- _TEXT TO READ_
□ □ □ □ □ □ □

03 - Solving Second Order Homogenous ODEs

Auxiliary Equation

$$m^2+qm+r=0$$

Solving Second Order Homogenous ODEs

Consider the homogenous linear equation

$$\frac{d^{2}y}{d{x}^2}+q\frac{dy}{dx}+ry=0$$

where $q,r$ are real numbers

Then the Auxiliary Equation has two roots $m_1,m_2$

If $m_1\ne m_2$ are real then the general solution is

$$y(x)=C_1{e}^{m_{1}x}+C_2{e}^{m_{2}x}$$

If $m_1=m_2=m$ is a repeated real root then the general solution is

$$y(x)=(C_{1}x+C_2)e^{mx}$$

If $m_1=\alpha +i\beta$ is a complex root so that $m_2=\alpha -i\beta$ then the general solution is

$$y(x)=e^{\alpha x}(C_1\cos (\beta x)+C_2\sin (\beta x))$$

where $C_1,C_2$ are constants

Proof

We can rewrite the ODE as

$$\frac{d^{2}y}{d{x}^2}-(m_1+m_2)\frac{dy}{dx}+m_1{m}_{2}y=0$$

As $e^{m_{1}x}$ is a solution to this ODE (can check this by direct substitution)

□ □ □ □ □ □ □

Stored entries
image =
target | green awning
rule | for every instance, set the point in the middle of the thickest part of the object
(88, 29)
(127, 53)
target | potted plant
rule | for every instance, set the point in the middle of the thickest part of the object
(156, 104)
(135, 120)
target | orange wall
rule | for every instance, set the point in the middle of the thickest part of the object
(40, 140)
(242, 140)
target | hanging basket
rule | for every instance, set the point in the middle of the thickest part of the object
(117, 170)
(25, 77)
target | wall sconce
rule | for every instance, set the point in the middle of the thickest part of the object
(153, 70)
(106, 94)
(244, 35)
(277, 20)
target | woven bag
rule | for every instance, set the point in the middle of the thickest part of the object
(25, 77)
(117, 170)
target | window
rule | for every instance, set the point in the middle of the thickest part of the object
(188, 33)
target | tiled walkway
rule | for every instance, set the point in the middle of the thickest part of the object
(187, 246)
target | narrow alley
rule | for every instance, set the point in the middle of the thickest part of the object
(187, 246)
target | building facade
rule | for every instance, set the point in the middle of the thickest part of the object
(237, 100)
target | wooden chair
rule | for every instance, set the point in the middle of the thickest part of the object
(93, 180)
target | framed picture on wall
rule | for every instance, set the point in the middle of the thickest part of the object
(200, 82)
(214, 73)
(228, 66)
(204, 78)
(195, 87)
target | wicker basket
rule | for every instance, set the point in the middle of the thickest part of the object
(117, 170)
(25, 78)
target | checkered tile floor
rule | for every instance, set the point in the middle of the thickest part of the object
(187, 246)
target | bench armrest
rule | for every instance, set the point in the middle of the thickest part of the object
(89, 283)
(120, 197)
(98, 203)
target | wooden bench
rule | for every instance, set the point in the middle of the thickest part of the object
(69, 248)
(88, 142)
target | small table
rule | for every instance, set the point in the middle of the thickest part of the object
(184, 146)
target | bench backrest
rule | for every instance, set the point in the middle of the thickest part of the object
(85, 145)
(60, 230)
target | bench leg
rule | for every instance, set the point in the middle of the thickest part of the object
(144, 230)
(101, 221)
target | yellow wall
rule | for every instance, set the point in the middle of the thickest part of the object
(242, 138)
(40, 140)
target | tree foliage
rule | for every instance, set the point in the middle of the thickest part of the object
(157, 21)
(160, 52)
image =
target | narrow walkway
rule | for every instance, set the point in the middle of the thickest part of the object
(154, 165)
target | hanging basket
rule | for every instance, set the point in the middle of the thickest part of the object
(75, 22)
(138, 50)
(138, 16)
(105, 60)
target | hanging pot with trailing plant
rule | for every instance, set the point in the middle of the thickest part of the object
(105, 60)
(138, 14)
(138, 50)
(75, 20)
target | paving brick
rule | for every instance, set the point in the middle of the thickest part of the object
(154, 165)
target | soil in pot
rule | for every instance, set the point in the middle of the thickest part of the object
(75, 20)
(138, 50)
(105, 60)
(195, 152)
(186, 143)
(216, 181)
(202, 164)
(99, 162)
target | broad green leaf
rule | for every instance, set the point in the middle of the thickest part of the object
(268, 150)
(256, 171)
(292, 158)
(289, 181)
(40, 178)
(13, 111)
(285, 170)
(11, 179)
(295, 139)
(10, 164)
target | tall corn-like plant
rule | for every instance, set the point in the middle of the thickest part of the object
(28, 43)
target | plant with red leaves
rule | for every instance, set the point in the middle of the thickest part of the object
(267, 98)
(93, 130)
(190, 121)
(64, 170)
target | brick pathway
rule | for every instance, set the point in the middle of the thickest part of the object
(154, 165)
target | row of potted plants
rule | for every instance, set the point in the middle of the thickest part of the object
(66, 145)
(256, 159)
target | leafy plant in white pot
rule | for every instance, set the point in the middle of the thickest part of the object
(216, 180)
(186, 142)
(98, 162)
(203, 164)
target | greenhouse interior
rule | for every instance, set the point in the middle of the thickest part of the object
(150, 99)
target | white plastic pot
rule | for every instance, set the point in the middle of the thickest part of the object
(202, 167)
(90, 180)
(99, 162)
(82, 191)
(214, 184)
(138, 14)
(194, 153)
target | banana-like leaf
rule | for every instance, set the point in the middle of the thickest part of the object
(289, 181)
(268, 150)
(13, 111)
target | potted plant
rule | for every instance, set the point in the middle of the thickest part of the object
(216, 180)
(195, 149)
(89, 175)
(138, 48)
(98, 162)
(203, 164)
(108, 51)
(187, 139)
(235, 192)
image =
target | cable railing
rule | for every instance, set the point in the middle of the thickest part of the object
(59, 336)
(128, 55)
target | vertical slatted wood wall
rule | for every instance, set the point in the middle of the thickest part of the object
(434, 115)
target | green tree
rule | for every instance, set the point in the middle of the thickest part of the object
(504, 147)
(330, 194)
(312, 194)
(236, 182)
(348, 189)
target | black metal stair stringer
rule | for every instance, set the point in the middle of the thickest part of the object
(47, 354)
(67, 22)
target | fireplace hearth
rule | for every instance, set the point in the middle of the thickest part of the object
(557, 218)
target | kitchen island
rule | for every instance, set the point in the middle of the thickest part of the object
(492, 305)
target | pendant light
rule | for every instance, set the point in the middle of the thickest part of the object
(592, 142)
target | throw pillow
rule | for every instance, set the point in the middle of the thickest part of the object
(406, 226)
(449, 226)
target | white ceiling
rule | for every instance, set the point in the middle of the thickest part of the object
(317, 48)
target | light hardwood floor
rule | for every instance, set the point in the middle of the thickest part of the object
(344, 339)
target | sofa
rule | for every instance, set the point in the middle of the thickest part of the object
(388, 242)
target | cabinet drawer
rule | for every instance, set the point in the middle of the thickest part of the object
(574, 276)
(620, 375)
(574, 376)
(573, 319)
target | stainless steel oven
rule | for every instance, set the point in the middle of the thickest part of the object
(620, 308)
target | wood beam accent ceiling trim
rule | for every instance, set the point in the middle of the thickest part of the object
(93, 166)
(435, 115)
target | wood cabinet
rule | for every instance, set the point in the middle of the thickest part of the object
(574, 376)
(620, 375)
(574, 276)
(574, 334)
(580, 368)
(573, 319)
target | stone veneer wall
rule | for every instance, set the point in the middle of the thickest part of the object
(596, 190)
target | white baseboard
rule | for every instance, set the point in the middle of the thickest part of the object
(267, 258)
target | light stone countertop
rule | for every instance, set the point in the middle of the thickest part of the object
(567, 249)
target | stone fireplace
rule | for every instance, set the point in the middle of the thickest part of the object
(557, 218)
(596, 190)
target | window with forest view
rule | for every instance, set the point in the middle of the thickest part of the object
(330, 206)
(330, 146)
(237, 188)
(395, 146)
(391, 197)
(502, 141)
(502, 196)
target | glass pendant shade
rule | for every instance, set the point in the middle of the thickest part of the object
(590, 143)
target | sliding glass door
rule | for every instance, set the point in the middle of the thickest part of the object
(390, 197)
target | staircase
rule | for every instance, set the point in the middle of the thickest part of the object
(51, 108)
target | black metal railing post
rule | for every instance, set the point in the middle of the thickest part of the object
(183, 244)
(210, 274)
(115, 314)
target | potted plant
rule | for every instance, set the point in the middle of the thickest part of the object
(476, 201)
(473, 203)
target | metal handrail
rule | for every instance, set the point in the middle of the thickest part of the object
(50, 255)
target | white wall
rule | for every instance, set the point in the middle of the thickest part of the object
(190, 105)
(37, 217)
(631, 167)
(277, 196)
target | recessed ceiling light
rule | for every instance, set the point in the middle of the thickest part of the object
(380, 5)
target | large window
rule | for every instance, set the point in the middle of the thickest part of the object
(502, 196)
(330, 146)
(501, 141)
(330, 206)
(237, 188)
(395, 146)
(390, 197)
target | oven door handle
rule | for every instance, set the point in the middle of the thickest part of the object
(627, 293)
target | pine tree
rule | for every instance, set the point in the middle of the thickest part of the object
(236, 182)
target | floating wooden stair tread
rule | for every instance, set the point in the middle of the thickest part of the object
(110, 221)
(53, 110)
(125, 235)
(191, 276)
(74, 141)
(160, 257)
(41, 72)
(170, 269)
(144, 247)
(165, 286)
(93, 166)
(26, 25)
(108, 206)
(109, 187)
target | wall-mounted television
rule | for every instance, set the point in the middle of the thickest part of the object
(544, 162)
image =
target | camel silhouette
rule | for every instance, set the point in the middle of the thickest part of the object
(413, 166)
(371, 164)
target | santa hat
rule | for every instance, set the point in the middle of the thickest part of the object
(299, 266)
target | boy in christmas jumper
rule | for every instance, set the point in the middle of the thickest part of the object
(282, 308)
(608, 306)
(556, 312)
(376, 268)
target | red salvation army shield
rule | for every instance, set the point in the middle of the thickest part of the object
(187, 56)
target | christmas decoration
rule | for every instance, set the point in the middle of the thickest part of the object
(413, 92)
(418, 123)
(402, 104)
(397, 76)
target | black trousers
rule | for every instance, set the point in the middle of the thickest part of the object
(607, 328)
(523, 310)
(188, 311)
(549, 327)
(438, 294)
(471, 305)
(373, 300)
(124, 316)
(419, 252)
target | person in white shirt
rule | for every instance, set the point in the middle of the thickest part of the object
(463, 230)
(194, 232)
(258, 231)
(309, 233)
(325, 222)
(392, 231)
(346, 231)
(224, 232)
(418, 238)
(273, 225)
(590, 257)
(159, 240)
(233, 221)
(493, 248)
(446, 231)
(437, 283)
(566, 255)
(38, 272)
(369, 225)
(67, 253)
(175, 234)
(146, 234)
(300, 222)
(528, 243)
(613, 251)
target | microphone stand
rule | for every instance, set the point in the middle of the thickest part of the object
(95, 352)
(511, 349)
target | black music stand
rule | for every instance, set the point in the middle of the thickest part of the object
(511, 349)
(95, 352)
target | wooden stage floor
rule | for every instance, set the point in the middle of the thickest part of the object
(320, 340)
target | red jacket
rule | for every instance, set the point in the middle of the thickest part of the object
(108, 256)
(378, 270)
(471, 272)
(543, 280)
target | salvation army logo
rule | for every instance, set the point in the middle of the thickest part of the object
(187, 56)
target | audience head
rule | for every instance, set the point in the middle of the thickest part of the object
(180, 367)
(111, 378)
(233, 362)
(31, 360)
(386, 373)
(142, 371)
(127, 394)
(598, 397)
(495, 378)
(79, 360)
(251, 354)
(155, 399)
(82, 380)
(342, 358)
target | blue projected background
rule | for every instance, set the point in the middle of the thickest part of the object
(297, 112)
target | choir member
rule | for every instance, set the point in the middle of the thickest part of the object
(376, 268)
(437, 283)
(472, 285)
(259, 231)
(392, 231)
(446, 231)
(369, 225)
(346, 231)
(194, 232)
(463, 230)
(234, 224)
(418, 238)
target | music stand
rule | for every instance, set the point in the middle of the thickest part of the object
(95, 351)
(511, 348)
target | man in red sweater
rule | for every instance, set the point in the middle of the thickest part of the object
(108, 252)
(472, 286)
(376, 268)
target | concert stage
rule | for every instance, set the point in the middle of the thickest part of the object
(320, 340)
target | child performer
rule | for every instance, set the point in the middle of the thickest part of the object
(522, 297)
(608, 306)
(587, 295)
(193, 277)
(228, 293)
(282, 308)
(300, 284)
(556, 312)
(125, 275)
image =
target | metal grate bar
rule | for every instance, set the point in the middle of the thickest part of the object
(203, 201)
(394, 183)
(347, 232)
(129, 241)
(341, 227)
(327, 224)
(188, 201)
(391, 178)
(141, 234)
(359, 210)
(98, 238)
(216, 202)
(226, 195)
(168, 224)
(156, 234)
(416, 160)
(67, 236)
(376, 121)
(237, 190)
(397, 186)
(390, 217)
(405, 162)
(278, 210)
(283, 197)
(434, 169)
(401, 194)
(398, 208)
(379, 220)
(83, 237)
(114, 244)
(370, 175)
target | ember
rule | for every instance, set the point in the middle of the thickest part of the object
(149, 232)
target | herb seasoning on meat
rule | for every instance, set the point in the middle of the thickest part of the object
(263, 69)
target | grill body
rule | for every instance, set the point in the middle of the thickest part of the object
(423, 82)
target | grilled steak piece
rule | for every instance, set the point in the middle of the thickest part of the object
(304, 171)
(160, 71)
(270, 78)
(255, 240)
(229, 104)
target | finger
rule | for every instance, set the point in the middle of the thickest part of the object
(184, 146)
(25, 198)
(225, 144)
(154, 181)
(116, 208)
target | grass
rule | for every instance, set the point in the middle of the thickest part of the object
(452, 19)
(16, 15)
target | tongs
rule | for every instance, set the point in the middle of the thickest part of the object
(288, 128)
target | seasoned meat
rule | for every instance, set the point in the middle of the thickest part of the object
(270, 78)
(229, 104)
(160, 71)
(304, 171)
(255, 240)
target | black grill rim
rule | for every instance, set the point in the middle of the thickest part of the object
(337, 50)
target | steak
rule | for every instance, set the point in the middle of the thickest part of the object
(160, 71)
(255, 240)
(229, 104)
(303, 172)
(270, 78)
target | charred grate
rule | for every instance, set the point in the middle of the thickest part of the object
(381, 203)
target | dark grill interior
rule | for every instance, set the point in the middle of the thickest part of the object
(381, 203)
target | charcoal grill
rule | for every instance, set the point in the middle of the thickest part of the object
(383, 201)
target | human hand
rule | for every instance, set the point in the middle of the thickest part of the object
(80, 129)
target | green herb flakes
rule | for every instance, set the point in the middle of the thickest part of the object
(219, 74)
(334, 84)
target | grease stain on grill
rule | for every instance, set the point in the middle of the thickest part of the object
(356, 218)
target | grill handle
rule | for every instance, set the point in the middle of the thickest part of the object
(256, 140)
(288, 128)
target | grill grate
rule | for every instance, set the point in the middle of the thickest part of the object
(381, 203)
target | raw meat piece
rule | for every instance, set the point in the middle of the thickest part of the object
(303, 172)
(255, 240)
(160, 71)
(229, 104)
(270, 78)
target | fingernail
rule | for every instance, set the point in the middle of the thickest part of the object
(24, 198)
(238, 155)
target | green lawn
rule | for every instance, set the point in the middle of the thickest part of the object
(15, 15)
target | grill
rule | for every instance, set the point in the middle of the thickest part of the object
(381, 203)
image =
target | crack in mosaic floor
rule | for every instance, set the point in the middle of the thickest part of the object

□ □ □ □ □ □ □

- _INSTRUCTION 1_
Transcribe the ODE page from "We can rewrite" to "by direct substitution)".
- _INSTRUCTION 2_
List every case of roots of the auxiliary equation that the ODE page distinguishes when stating the general solution.
The entries were drawn from a source separate from the ODE page.

- _FULL OUTPUT 1_
We can rewrite the ODE as

$$\frac{d^{2}y}{d{x}^2}-(m_1+m_2)\frac{dy}{dx}+m_1{m}_{2}y=0$$

As $e^{m_{1}x}$ is a solution to this ODE (can check this by direct substitution)

- _FULL OUTPUT 2_
- Distinct real roots: $m_1 \ne m_2$ are real
- Repeated real root: $m_1 = m_2 = m$
- Complex roots: $m_1 = \alpha + i\beta$, so that $m_2 = \alpha - i\beta$